%%
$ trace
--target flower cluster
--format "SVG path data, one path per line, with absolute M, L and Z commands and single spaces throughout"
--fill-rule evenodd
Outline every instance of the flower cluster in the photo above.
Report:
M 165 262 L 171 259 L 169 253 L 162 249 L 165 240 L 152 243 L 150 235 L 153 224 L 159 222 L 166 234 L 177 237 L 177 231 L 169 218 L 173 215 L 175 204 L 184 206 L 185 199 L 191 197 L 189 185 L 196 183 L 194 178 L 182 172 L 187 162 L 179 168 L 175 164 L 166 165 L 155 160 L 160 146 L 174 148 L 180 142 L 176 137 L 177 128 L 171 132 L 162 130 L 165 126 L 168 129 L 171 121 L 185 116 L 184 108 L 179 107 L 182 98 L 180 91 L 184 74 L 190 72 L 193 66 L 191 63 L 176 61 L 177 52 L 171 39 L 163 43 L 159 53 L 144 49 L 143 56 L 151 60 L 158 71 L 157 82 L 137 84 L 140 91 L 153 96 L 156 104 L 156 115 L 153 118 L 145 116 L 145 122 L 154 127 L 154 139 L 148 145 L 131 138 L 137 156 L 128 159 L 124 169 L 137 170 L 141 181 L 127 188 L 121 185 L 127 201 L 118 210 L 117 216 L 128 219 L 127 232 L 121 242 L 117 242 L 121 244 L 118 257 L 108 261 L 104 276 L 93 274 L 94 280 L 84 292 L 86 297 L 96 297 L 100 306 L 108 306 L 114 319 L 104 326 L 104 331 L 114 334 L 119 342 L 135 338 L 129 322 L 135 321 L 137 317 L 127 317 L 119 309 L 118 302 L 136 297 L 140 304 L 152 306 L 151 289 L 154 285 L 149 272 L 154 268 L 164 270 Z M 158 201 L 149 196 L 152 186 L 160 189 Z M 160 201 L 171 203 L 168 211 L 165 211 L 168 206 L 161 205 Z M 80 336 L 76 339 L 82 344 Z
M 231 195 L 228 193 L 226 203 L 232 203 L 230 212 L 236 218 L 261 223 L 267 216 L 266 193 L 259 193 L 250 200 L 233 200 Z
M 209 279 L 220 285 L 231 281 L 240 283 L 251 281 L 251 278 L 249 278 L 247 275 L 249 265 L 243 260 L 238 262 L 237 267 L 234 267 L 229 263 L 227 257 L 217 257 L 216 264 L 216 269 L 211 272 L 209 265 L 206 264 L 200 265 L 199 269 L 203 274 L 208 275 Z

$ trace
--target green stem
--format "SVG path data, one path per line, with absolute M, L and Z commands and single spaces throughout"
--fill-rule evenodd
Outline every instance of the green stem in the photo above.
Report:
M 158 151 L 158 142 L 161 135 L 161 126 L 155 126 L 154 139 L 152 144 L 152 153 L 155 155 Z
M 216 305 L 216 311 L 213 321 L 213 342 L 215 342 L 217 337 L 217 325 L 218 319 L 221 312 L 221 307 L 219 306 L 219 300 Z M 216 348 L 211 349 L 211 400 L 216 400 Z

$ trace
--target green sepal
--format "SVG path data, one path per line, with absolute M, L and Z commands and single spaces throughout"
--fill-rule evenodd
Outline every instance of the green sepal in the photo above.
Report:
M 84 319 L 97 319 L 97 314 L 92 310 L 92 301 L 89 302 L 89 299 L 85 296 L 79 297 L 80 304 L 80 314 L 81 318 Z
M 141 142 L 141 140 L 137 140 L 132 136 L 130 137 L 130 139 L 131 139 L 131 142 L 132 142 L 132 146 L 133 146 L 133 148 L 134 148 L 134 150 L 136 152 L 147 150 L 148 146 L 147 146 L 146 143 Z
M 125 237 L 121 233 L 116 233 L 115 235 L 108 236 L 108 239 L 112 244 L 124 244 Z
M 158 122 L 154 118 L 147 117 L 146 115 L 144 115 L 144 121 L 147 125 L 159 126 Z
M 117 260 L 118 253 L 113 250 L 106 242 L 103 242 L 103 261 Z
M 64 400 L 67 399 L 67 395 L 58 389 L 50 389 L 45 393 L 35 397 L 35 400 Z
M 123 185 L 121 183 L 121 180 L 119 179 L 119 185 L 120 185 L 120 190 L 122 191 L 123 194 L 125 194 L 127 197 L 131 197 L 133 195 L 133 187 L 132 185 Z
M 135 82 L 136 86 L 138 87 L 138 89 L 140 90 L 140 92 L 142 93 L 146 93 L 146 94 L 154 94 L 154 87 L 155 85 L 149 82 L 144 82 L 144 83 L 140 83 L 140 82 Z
%%
**Your goal**
Nothing but an exact transcription of the records is expected.

**Task solution**
$ trace
--target flower cluster
--format "SVG path data, one path per line, with absolute M, L and Z commands and single spaces throughout"
--fill-rule evenodd
Outline every instance of the flower cluster in the photo above.
Report:
M 165 262 L 171 259 L 169 253 L 162 249 L 165 240 L 152 243 L 150 235 L 153 224 L 159 222 L 166 234 L 177 237 L 177 231 L 169 218 L 173 215 L 175 204 L 184 206 L 185 199 L 191 197 L 189 185 L 196 183 L 194 178 L 182 172 L 187 162 L 179 168 L 175 164 L 166 165 L 155 160 L 160 146 L 174 148 L 180 142 L 176 137 L 177 128 L 171 132 L 162 130 L 165 126 L 168 129 L 171 121 L 185 116 L 184 108 L 179 107 L 182 98 L 180 91 L 184 74 L 190 72 L 193 66 L 191 63 L 176 61 L 177 52 L 171 39 L 163 43 L 159 53 L 144 49 L 143 56 L 151 60 L 158 71 L 157 82 L 137 84 L 140 91 L 153 96 L 156 104 L 156 115 L 153 118 L 145 116 L 145 122 L 154 127 L 154 139 L 148 145 L 131 138 L 137 156 L 128 159 L 124 169 L 137 170 L 141 181 L 127 188 L 121 185 L 127 201 L 118 210 L 117 216 L 128 219 L 127 232 L 121 242 L 117 242 L 121 244 L 118 257 L 108 261 L 104 276 L 93 274 L 94 280 L 84 292 L 86 297 L 96 297 L 100 306 L 108 306 L 114 319 L 104 326 L 104 331 L 114 334 L 119 342 L 135 338 L 129 322 L 135 321 L 137 317 L 127 317 L 119 309 L 118 302 L 136 297 L 140 304 L 152 306 L 151 289 L 154 285 L 149 272 L 154 268 L 164 270 Z M 158 201 L 149 196 L 152 186 L 160 189 Z M 160 201 L 171 203 L 168 211 L 165 211 L 168 206 L 161 205 Z M 80 336 L 76 339 L 82 344 Z
M 231 195 L 228 193 L 226 203 L 232 203 L 230 212 L 236 218 L 261 223 L 267 216 L 266 193 L 259 193 L 250 200 L 233 200 Z
M 209 279 L 220 285 L 231 281 L 240 283 L 251 281 L 251 278 L 249 278 L 247 275 L 249 265 L 243 260 L 238 262 L 237 267 L 234 267 L 229 263 L 227 257 L 217 257 L 216 264 L 216 269 L 211 272 L 209 265 L 206 264 L 200 265 L 199 269 L 203 274 L 208 275 Z

$ trace
--target green stem
--format "SVG path data, one path per line, with absolute M, L and Z commands and single spaces throughout"
--fill-rule evenodd
Outline every instance of the green stem in the photo above.
Report:
M 158 151 L 158 142 L 161 135 L 161 126 L 155 126 L 154 139 L 152 144 L 152 153 L 155 155 Z
M 216 305 L 216 311 L 213 321 L 213 342 L 215 342 L 217 337 L 217 325 L 218 319 L 221 312 L 221 307 L 219 306 L 219 300 Z M 216 348 L 211 349 L 211 400 L 216 400 Z

$ trace
--target green sepal
--format "SVG path data, one path per line, with absolute M, L and Z commands and single spaces throughout"
--fill-rule evenodd
Outline every instance of the green sepal in the photo above.
Report:
M 84 319 L 97 319 L 97 314 L 92 310 L 92 301 L 89 302 L 89 299 L 85 296 L 79 297 L 80 304 L 80 314 L 81 318 Z
M 141 142 L 141 140 L 137 140 L 132 136 L 130 137 L 130 139 L 131 139 L 131 142 L 132 142 L 132 146 L 133 146 L 133 148 L 134 148 L 134 150 L 136 152 L 147 150 L 148 146 L 147 146 L 146 143 Z
M 125 237 L 121 233 L 116 233 L 115 235 L 108 236 L 108 239 L 112 244 L 124 244 Z
M 158 122 L 154 118 L 147 117 L 146 115 L 144 115 L 144 121 L 147 125 L 159 126 Z
M 117 260 L 118 253 L 113 250 L 106 242 L 103 242 L 103 261 Z
M 64 400 L 67 399 L 67 395 L 58 389 L 50 389 L 45 393 L 35 397 L 35 400 Z
M 123 185 L 121 183 L 121 180 L 119 179 L 119 185 L 120 185 L 120 190 L 122 191 L 123 194 L 125 194 L 127 197 L 131 197 L 133 195 L 133 187 L 132 185 Z
M 135 82 L 136 86 L 138 87 L 138 89 L 140 90 L 140 92 L 142 93 L 146 93 L 146 94 L 154 94 L 154 87 L 155 85 L 149 82 L 144 82 L 144 83 L 140 83 L 140 82 Z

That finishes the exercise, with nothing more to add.